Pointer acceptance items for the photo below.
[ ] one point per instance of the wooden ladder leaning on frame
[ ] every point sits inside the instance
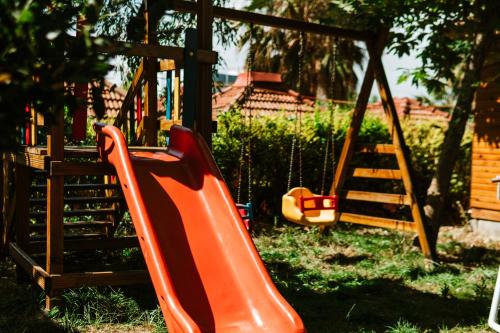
(375, 71)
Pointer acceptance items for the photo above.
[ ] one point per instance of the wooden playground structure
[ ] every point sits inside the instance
(50, 184)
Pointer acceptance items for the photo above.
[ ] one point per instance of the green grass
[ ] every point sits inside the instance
(348, 279)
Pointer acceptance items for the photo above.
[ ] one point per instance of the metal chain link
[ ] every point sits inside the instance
(333, 109)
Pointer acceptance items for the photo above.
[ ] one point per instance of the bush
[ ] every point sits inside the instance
(271, 139)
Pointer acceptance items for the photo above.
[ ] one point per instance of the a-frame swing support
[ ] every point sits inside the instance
(375, 72)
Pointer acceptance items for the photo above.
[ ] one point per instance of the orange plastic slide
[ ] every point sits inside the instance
(205, 269)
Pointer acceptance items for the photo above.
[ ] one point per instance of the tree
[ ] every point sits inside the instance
(451, 39)
(277, 50)
(38, 58)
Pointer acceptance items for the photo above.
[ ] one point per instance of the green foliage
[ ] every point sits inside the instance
(441, 33)
(271, 139)
(277, 50)
(38, 56)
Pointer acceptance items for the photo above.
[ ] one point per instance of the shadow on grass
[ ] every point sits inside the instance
(374, 305)
(20, 312)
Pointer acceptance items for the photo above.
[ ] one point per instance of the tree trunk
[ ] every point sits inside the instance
(438, 190)
(321, 81)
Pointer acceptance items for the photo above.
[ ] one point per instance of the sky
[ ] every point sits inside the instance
(234, 60)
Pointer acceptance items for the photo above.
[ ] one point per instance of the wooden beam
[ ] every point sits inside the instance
(402, 153)
(357, 117)
(205, 19)
(115, 278)
(377, 173)
(166, 125)
(397, 199)
(59, 168)
(89, 245)
(22, 175)
(31, 160)
(275, 22)
(155, 51)
(35, 271)
(377, 222)
(132, 91)
(150, 128)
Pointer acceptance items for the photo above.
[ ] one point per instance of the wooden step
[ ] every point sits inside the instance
(380, 148)
(96, 235)
(76, 200)
(79, 212)
(74, 225)
(80, 187)
(397, 199)
(378, 222)
(377, 173)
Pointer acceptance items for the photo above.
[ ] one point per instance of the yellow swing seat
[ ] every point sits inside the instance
(299, 206)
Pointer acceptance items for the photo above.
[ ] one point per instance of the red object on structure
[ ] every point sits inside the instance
(205, 269)
(79, 128)
(139, 109)
(319, 202)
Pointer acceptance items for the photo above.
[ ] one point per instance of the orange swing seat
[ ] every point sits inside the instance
(301, 206)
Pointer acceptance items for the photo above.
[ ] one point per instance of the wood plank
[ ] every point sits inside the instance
(89, 245)
(275, 22)
(402, 153)
(475, 203)
(36, 272)
(82, 200)
(204, 25)
(168, 65)
(377, 222)
(357, 118)
(376, 148)
(482, 156)
(74, 225)
(377, 173)
(79, 212)
(166, 125)
(397, 199)
(132, 91)
(31, 160)
(80, 187)
(155, 51)
(59, 168)
(485, 214)
(95, 279)
(22, 176)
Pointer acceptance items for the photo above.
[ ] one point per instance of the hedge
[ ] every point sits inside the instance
(271, 138)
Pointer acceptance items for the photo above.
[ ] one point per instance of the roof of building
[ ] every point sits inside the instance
(269, 96)
(262, 94)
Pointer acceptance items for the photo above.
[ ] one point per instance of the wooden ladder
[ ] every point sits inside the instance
(375, 71)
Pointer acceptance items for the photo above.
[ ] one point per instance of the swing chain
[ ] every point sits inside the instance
(298, 110)
(246, 142)
(330, 140)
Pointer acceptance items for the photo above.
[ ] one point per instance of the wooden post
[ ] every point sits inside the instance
(190, 106)
(151, 81)
(358, 114)
(22, 182)
(55, 208)
(205, 20)
(402, 154)
(177, 94)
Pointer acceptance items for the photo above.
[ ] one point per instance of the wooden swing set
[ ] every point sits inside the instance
(36, 231)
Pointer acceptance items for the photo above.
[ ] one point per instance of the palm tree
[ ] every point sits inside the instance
(277, 50)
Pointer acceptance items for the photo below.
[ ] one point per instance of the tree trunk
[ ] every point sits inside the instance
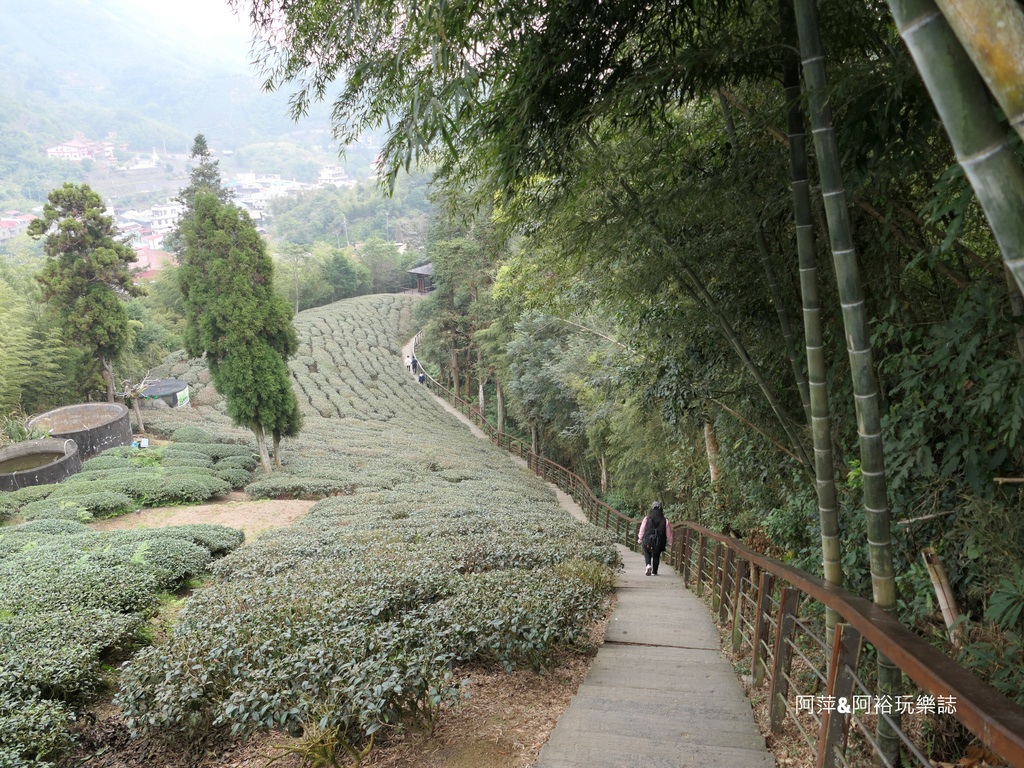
(773, 288)
(500, 396)
(978, 138)
(264, 457)
(865, 391)
(138, 415)
(711, 445)
(695, 288)
(1016, 308)
(108, 365)
(479, 368)
(456, 374)
(824, 471)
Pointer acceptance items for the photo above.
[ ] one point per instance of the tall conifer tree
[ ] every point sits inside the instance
(237, 321)
(87, 274)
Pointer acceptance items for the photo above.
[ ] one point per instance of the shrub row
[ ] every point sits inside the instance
(70, 597)
(428, 549)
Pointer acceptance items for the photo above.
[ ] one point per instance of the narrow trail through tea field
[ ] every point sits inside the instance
(659, 693)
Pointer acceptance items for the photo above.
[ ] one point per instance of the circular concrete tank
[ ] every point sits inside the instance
(38, 463)
(94, 426)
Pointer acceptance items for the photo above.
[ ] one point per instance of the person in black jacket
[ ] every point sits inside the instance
(655, 534)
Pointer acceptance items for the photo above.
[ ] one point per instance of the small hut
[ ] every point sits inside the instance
(166, 393)
(424, 275)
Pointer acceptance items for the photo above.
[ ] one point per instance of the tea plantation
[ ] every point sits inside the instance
(428, 549)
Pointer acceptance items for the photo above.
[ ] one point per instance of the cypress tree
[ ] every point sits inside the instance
(87, 274)
(235, 318)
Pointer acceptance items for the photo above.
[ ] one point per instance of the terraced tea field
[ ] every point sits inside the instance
(429, 550)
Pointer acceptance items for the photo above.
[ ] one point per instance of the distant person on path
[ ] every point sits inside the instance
(655, 534)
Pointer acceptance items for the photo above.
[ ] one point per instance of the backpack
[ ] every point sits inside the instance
(653, 537)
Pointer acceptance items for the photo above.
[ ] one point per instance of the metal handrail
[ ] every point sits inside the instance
(986, 713)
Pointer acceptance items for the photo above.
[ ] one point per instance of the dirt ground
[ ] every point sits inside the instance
(236, 510)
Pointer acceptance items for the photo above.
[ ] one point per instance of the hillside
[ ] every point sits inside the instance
(429, 551)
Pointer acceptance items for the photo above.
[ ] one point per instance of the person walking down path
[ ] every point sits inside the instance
(655, 535)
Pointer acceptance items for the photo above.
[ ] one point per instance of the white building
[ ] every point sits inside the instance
(334, 174)
(164, 217)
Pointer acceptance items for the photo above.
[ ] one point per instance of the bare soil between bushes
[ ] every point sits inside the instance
(236, 510)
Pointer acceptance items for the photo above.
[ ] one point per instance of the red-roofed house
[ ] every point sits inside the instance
(13, 223)
(75, 151)
(151, 261)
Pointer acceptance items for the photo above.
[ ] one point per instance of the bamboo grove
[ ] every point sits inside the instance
(638, 216)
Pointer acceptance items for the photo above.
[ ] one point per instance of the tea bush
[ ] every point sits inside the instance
(192, 434)
(70, 597)
(58, 653)
(32, 729)
(428, 548)
(83, 507)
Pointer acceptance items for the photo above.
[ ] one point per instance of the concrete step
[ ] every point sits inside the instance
(625, 753)
(695, 728)
(645, 698)
(666, 704)
(710, 682)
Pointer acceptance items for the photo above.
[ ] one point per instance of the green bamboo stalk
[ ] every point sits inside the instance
(773, 287)
(865, 389)
(992, 34)
(824, 471)
(979, 140)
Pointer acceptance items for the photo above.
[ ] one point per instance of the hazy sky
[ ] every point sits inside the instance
(209, 18)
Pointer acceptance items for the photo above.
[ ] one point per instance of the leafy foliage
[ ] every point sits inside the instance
(350, 620)
(86, 273)
(236, 320)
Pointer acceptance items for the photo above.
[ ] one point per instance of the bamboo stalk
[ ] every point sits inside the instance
(992, 34)
(773, 288)
(866, 399)
(817, 370)
(944, 594)
(979, 141)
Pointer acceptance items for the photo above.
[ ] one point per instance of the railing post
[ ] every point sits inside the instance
(759, 664)
(843, 666)
(783, 656)
(686, 556)
(737, 605)
(716, 598)
(728, 559)
(699, 589)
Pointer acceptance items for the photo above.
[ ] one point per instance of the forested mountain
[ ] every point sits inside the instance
(108, 70)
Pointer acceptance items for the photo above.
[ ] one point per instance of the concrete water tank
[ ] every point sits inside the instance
(38, 463)
(94, 426)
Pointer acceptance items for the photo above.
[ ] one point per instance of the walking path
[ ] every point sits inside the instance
(659, 693)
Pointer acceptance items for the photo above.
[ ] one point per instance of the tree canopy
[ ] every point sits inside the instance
(87, 274)
(236, 320)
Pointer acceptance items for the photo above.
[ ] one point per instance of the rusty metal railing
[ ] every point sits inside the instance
(760, 601)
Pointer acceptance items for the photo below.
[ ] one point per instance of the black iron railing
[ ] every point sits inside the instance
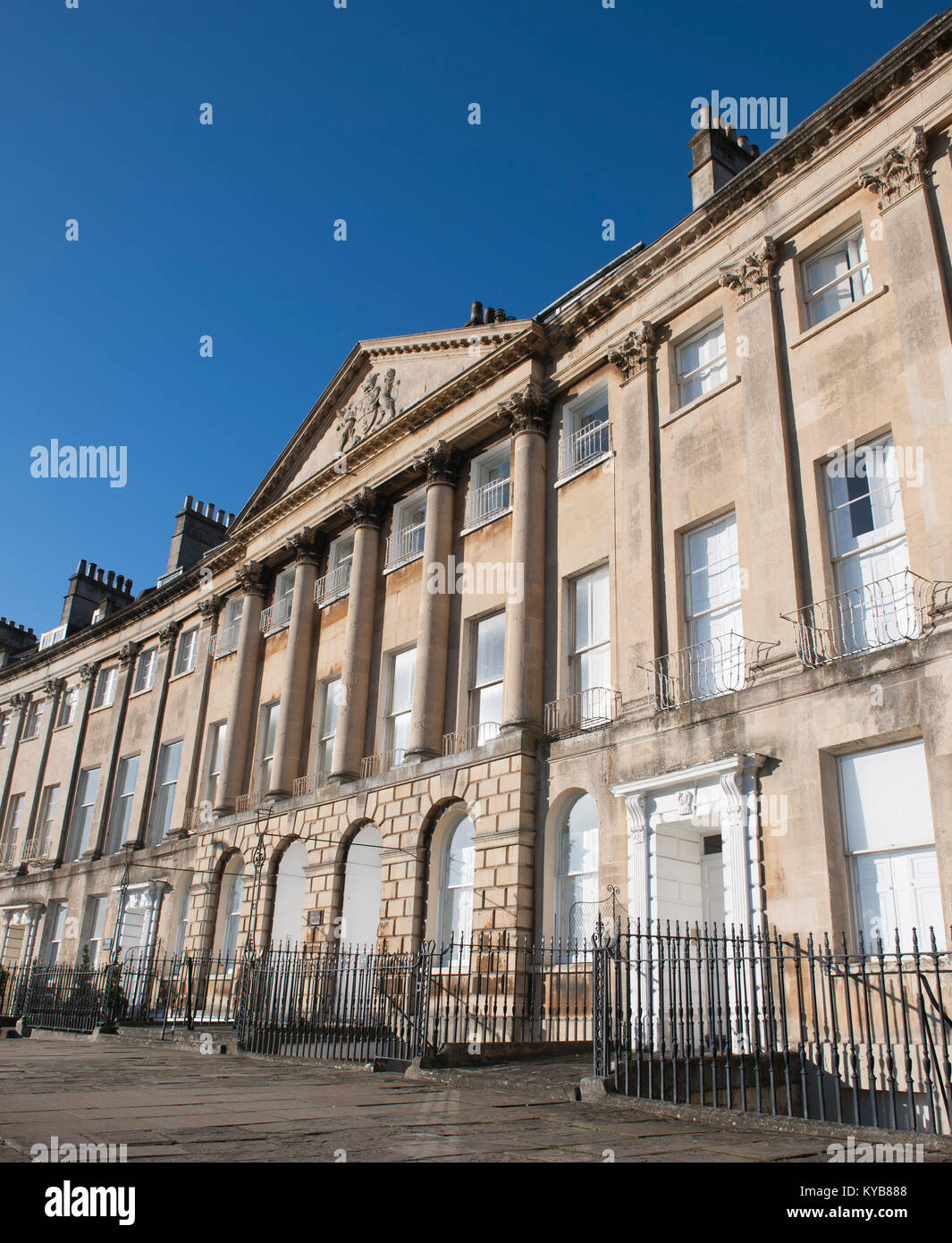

#####

From the preceding material, count every line that contains the word "post". Reply with the number only.

- [YOUR SOLUTION]: 2